## PROBLEM REQUIREMENTS
Rewrite the stretch of records below, from the line that contains "Return one point for each instance of the stack" through the line that contains "Return one point for each instance of the blue", as a Markdown table with the columns Row and Record. Put each line with its row number in one row, and leave out any blank lines.

## SUPPLIED RECORDS
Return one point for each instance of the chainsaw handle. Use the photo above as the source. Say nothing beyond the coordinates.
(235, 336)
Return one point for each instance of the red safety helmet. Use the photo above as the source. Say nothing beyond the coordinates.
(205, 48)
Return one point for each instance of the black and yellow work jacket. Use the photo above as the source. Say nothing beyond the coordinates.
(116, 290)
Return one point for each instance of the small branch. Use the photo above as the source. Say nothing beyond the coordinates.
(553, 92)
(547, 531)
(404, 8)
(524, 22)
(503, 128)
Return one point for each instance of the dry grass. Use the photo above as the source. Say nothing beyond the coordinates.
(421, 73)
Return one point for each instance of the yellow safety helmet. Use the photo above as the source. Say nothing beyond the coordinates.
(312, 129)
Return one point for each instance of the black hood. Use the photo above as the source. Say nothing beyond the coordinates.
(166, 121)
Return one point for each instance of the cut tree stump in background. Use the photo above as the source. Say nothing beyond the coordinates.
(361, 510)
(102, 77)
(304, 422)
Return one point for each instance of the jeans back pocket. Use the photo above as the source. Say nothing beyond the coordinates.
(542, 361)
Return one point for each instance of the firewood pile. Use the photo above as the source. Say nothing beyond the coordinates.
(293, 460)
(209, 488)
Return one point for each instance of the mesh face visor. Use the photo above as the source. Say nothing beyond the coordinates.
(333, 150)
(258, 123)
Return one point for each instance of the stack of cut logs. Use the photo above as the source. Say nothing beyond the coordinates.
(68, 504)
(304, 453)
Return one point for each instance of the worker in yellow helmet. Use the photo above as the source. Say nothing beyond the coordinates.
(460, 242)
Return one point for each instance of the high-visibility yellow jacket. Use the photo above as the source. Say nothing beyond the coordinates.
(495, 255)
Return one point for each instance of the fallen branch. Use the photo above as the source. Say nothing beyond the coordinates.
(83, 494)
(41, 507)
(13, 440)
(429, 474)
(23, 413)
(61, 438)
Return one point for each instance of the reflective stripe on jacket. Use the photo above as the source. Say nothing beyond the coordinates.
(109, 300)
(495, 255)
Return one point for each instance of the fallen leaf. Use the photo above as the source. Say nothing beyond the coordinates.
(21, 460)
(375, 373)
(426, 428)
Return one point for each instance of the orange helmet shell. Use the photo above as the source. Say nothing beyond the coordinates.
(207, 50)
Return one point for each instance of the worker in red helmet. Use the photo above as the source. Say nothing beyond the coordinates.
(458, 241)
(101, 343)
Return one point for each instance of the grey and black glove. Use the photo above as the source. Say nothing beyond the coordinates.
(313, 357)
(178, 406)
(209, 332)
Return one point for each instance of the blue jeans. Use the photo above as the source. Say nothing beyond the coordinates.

--

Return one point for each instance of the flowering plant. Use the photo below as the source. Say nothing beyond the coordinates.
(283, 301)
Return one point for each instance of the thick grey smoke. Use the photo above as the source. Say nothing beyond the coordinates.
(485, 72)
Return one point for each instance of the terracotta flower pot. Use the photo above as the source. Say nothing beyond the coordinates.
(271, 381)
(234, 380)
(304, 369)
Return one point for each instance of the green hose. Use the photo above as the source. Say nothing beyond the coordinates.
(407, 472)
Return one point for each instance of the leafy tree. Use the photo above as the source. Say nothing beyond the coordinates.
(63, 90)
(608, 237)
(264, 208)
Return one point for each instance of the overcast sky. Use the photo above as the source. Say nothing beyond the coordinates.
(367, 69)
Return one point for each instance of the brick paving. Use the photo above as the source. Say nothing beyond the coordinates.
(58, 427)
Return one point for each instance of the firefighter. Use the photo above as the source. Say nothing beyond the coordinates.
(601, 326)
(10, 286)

---

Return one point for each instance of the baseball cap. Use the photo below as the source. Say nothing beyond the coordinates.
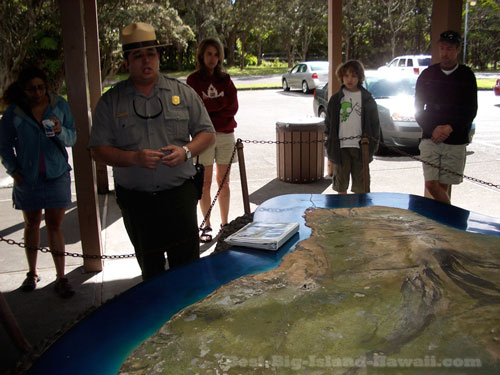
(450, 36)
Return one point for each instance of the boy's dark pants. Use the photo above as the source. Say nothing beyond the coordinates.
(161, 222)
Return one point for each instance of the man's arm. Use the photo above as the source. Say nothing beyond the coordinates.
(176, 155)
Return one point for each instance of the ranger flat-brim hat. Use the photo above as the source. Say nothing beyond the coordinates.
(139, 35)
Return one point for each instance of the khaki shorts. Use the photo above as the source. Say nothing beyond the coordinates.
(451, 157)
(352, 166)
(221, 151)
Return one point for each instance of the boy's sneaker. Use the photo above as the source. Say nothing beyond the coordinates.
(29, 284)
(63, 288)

## RESPONSE BELOW
| Row | Record |
|---|---|
| 1 | Return one point for each instance of the stack of cut logs. Use the photo above as the source. Say nothing beyond the coordinates. |
| 2 | (68, 504) |
| 3 | (304, 453) |
| 4 | Return one point for each instance of the worker in yellow helmet. Use the photo above as the source. Say nothing beyond the coordinates. |
| 5 | (460, 242) |
| 6 | Return one point for each instance of the high-visibility yellow jacket. Use the photo above as the source. Say nothing beyond the coordinates. |
| 7 | (495, 255) |
| 8 | Return one point for each instance of the fallen branch. Use the photo above as the source. Say nothing beyond the coordinates. |
| 9 | (83, 494) |
| 10 | (41, 507) |
| 11 | (13, 440) |
| 12 | (429, 474) |
| 13 | (23, 413) |
| 14 | (61, 438) |
| 15 | Return one point for each instance of the reflective stripe on jacket. Use the photo above as the source. Say nothing beyond the coordinates. |
| 16 | (109, 300) |
| 17 | (495, 255) |
| 18 | Return one point for each instance of the fallen leaf. Use the photo above as the source. Say nothing beyond the coordinates. |
| 19 | (21, 460) |
| 20 | (375, 373) |
| 21 | (426, 428) |
| 22 | Return one point for each instance of the orange helmet shell. Use the photo above as the source. Say nothing beyond the coordinates. |
| 23 | (207, 50) |
| 24 | Return one point for each instance of the worker in red helmet. Use the photo above as the source. Say nothing beyond the coordinates. |
| 25 | (458, 241) |
| 26 | (101, 343) |
| 27 | Return one point for each instance of the grey and black glove. Use the photo above as the source. Say nothing beyond the coordinates. |
| 28 | (313, 357) |
| 29 | (178, 406) |
| 30 | (209, 332) |
| 31 | Return one point for each instance of the blue jeans. Use the photo above as the source. Say nothing beyond the coordinates. |